## Work task
Would you please return the lines of the entries below starting at the line that has "Exercise. Label the hand" and ending at the line that has "Exercise. Label the number 5", both included, exactly as they are?
----- Data for this exercise -----
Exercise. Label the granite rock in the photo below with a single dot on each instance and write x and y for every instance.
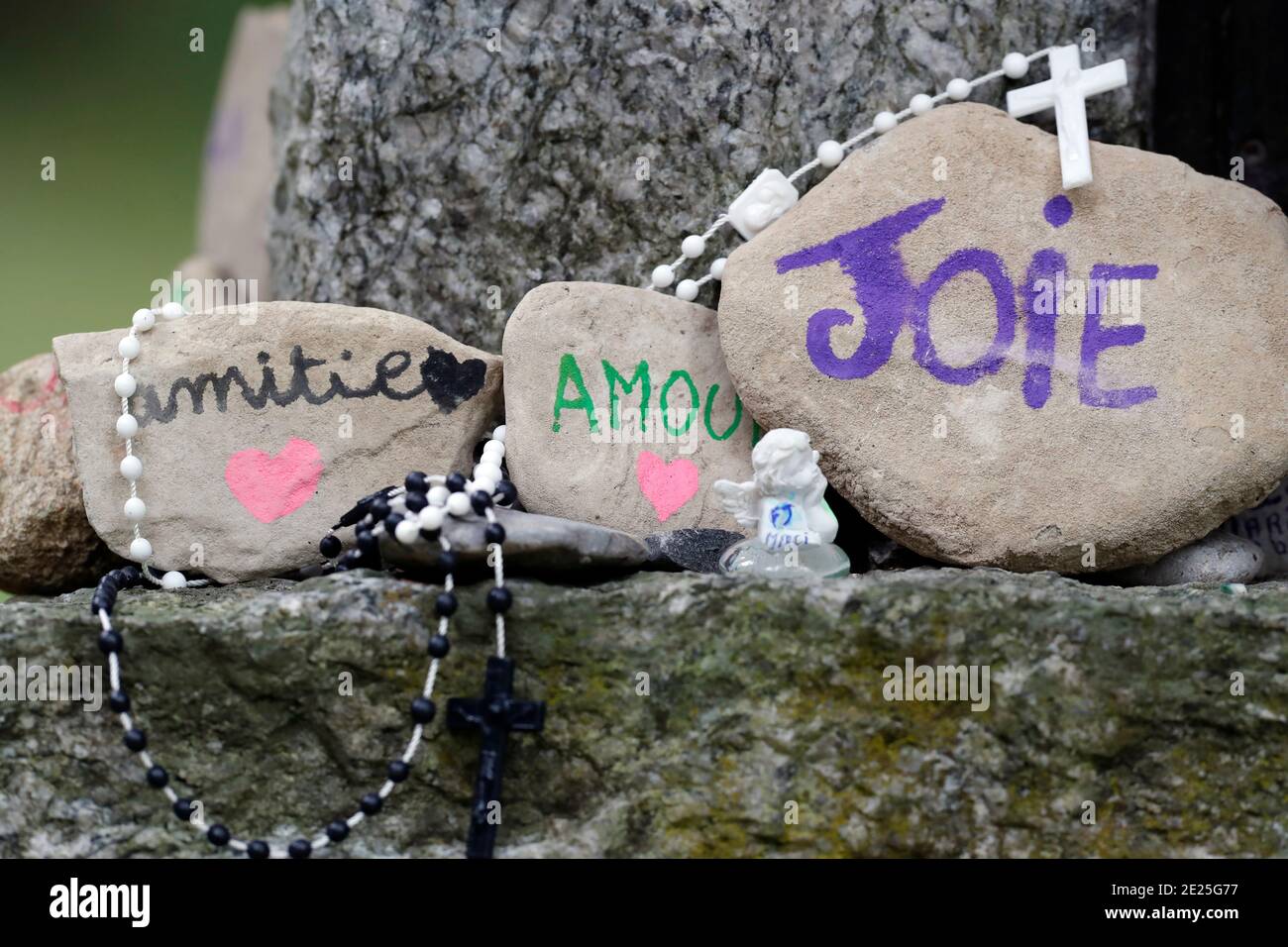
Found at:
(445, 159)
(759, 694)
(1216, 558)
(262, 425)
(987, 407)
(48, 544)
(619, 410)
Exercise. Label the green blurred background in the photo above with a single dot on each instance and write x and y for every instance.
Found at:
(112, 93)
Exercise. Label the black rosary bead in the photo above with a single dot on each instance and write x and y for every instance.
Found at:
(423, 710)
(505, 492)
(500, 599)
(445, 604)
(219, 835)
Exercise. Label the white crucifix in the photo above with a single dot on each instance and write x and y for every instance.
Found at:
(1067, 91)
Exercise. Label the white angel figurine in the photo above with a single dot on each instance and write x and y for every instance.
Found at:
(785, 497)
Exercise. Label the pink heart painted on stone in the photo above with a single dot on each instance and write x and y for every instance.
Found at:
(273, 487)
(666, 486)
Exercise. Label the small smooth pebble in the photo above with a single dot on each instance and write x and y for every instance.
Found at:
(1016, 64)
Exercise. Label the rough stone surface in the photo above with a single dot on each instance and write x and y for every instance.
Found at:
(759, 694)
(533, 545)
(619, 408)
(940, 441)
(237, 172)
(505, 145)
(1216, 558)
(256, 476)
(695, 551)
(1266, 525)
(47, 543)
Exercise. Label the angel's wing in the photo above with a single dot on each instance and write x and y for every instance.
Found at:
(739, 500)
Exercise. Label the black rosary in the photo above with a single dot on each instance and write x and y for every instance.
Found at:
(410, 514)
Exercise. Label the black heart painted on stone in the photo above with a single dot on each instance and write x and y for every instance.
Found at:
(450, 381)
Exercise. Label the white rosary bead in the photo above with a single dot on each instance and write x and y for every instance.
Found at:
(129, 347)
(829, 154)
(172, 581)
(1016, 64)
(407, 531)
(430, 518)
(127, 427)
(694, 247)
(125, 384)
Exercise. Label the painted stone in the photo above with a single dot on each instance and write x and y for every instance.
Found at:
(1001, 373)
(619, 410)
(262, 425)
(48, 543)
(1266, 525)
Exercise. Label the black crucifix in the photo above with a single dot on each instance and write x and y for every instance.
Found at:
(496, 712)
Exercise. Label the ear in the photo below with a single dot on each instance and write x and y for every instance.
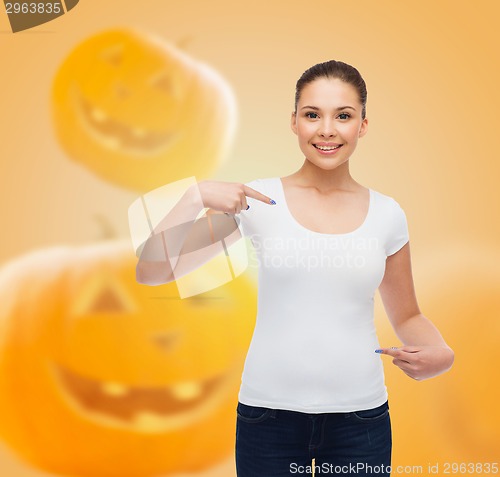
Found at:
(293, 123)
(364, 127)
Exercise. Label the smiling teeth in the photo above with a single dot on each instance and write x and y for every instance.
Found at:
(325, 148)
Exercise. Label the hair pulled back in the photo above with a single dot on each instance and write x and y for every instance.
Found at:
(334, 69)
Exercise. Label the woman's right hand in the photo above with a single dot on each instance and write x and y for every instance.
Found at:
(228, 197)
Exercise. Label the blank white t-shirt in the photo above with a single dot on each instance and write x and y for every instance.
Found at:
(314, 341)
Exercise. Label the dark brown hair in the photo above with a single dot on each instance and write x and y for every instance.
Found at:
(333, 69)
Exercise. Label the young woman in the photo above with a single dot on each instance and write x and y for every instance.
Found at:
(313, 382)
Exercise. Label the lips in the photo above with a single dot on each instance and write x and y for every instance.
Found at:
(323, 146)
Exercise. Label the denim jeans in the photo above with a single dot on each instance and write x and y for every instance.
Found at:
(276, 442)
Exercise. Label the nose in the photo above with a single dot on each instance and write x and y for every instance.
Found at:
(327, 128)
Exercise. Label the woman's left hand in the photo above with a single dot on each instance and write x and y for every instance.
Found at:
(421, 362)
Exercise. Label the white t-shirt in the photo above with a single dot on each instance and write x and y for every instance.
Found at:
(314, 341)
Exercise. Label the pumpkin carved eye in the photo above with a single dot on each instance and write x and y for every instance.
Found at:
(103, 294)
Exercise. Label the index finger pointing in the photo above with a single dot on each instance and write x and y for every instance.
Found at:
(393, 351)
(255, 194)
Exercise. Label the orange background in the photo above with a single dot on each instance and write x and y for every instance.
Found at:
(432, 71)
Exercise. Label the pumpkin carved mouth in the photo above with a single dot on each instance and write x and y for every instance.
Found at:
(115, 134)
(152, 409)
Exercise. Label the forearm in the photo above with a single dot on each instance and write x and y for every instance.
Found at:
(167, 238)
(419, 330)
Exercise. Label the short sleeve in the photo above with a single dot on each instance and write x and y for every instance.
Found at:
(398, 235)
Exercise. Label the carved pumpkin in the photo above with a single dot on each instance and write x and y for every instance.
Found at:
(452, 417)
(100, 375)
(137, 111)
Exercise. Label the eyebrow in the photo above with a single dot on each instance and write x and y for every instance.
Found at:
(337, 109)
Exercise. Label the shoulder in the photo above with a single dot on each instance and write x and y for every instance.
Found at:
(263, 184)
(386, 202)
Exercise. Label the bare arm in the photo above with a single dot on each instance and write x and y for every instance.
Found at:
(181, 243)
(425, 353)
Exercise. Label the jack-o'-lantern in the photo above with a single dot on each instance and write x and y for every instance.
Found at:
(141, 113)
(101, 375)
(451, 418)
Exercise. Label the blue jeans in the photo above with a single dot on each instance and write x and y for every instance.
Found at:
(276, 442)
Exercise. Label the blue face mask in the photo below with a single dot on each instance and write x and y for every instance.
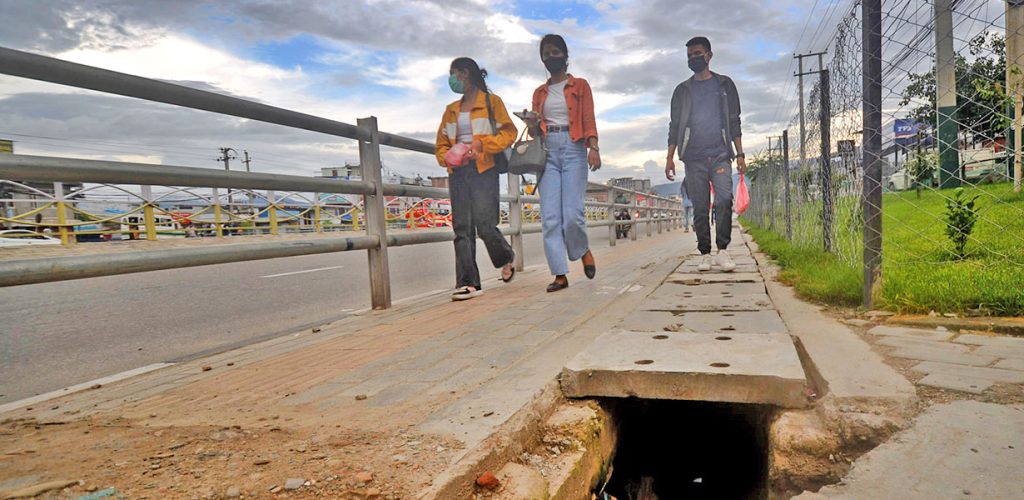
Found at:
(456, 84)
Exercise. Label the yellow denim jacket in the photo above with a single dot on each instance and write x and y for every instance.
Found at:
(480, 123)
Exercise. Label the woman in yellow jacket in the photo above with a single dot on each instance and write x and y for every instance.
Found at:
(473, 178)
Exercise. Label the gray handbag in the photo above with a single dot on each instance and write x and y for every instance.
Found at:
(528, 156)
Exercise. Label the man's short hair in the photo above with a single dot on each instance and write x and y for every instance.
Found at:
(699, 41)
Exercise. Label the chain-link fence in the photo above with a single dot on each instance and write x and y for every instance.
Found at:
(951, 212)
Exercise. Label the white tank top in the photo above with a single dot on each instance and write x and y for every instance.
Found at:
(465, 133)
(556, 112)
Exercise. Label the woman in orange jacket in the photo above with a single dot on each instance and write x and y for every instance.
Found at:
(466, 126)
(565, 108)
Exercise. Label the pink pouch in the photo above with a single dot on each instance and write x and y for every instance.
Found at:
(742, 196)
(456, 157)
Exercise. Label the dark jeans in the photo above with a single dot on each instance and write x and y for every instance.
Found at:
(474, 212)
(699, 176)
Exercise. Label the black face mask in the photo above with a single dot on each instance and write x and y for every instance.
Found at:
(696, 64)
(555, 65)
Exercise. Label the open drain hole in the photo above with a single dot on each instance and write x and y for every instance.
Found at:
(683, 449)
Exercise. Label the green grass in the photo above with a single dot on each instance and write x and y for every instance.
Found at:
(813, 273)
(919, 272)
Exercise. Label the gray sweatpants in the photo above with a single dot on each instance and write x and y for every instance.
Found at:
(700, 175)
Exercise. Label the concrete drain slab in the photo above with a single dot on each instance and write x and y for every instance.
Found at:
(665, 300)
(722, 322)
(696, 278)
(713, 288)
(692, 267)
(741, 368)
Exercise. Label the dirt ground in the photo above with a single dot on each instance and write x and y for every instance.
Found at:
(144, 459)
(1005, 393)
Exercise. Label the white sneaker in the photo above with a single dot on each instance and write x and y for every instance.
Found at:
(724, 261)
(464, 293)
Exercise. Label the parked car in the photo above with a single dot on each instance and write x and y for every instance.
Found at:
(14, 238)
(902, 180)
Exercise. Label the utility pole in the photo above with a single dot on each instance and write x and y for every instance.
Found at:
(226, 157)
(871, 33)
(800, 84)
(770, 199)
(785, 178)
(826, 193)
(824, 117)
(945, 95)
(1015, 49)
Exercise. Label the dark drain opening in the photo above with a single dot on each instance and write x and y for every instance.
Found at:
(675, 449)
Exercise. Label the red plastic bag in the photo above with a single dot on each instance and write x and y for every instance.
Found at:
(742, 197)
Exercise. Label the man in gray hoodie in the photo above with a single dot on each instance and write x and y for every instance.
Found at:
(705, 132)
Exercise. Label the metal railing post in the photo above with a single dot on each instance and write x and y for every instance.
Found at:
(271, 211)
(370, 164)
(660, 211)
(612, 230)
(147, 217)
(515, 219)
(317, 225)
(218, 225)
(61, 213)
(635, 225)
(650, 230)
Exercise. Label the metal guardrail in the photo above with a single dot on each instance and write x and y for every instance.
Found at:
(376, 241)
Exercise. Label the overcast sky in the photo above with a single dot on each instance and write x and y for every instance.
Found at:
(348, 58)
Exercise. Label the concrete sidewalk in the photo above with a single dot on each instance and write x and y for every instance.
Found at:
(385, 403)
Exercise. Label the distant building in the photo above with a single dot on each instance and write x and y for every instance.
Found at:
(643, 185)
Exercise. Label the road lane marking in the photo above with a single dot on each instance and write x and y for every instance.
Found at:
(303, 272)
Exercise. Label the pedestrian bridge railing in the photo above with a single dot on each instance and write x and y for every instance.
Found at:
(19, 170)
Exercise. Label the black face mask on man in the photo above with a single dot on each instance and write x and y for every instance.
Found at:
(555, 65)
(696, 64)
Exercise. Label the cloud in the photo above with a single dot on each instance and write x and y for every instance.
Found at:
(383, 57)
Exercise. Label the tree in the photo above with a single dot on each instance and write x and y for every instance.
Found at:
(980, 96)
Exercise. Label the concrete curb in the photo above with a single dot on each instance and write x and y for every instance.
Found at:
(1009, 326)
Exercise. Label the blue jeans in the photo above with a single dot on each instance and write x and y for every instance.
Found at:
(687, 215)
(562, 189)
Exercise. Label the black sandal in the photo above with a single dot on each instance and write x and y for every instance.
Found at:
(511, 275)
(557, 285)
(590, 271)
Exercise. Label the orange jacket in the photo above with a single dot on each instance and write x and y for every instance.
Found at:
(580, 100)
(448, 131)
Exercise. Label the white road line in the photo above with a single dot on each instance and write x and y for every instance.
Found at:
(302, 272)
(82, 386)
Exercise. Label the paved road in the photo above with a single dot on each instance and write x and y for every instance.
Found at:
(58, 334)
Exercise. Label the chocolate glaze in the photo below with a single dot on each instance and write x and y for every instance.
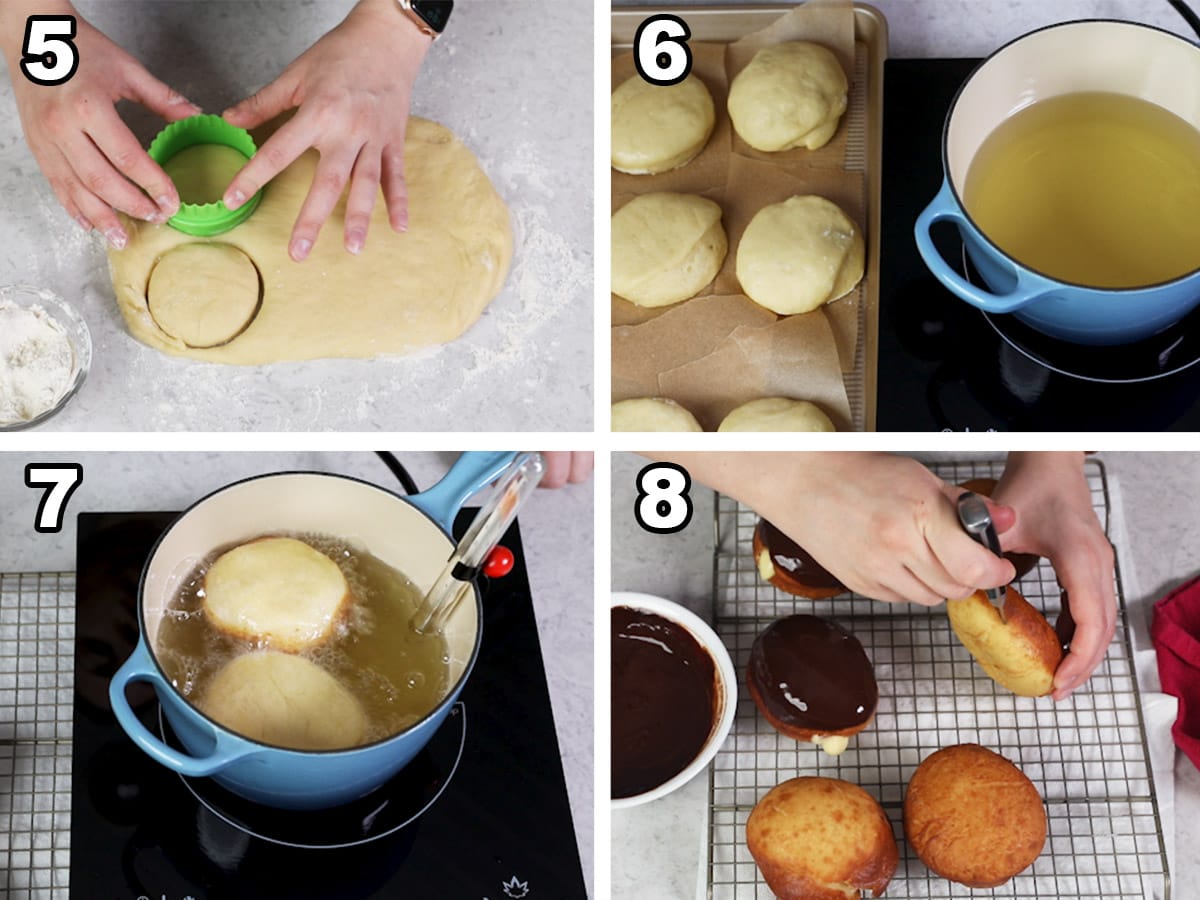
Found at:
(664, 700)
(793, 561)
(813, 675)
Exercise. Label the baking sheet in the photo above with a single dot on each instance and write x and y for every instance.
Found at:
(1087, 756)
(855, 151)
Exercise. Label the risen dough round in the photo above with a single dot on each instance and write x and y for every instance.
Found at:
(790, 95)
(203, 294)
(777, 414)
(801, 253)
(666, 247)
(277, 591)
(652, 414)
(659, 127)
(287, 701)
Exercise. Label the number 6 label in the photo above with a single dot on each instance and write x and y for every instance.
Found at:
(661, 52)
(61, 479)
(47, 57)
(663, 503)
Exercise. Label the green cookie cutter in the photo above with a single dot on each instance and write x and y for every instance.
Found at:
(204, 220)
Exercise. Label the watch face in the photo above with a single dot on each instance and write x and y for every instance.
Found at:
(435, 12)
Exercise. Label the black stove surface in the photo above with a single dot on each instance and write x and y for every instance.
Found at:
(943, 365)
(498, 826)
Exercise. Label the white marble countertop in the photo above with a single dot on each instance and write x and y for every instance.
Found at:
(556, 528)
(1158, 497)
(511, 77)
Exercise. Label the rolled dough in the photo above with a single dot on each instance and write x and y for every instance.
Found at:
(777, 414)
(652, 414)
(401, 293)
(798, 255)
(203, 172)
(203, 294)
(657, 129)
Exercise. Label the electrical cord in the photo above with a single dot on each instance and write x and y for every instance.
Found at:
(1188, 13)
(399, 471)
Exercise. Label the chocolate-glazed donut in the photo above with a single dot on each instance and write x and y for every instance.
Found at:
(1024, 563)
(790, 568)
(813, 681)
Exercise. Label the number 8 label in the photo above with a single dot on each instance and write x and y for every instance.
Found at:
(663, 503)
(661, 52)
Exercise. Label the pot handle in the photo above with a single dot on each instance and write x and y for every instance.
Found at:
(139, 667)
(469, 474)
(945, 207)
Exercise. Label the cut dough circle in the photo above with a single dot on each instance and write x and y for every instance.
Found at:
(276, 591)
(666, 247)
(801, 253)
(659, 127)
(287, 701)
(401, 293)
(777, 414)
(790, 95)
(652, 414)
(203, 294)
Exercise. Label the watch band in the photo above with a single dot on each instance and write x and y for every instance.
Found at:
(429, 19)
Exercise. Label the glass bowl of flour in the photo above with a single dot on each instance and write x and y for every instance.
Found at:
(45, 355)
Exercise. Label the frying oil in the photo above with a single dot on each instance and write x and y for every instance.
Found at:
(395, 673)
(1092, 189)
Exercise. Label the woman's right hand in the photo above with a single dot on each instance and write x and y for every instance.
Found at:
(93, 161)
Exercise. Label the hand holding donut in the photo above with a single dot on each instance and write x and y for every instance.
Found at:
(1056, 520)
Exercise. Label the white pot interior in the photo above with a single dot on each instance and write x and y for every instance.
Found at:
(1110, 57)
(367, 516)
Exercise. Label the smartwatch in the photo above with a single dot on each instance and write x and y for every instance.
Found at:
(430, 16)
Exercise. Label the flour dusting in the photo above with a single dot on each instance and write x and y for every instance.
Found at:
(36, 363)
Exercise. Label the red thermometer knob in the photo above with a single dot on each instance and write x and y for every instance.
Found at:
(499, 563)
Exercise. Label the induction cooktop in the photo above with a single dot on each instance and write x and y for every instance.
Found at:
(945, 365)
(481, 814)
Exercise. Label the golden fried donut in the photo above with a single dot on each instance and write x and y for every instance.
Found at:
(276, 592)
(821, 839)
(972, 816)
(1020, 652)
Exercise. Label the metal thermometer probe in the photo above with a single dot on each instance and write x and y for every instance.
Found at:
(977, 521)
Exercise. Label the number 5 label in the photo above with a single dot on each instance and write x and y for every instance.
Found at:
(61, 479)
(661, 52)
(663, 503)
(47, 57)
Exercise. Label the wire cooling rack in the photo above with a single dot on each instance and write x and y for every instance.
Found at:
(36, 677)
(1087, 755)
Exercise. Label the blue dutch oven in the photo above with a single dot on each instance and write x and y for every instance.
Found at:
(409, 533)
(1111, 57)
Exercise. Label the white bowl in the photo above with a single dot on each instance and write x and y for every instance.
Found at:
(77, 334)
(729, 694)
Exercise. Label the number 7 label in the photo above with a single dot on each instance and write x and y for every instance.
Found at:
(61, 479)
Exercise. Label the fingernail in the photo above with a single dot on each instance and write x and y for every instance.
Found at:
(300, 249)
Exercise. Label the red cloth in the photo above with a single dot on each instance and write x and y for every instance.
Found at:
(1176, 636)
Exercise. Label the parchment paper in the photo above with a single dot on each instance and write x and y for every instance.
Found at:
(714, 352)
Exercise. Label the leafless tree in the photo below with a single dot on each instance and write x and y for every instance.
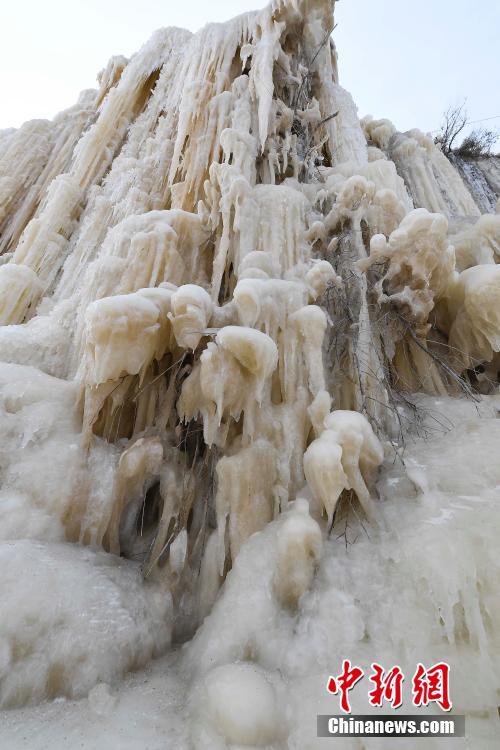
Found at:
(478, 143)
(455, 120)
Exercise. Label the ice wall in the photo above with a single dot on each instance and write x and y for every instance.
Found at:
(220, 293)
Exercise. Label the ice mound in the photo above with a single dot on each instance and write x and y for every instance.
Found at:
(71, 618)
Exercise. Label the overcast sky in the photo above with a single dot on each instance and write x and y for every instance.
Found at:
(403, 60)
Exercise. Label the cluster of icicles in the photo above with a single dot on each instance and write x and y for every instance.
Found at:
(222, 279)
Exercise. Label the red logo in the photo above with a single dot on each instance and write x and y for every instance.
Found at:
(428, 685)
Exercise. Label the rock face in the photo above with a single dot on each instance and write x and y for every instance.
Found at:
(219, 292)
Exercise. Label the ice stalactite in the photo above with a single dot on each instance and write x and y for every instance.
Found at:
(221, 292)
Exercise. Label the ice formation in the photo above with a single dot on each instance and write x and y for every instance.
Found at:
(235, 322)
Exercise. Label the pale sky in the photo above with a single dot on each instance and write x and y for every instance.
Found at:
-----
## Output
Exercise. Label the hand holding donut in the photo above with a single dot on each instance and write x and y for every instance.
Found at:
(1056, 520)
Exercise. Label the white pot interior in the photo above with a single dot on each instance and write x and y for every instance.
Found at:
(1110, 57)
(367, 516)
Exercise. Label the smartwatch in the photo above with a single dot on each instance and write x and y for every instance.
Found at:
(430, 16)
Exercise. Label the flour dusting in the photo above with a single dot on each instance and write x and y for every instance.
Found at:
(36, 363)
Exercise. Label the red thermometer knob in the photo above with a single dot on each instance and write x and y for every instance.
Found at:
(499, 563)
Exercise. Label the induction cooktop in the photo above with a single dot on each instance and write x and y for every instance.
Found at:
(945, 365)
(481, 814)
Exercise. Label the golden fried donut in the photo above with a single dot on each instance and write x and y for every instance.
Found at:
(276, 592)
(821, 839)
(972, 816)
(1020, 652)
Exercise. Label the metal thermometer probe in the photo above with a single dot on each instance and write x and y for every instance.
Found at:
(977, 521)
Exercise. Label the number 5 label in the photo above with a single dot on each instance and write x and y for every instance.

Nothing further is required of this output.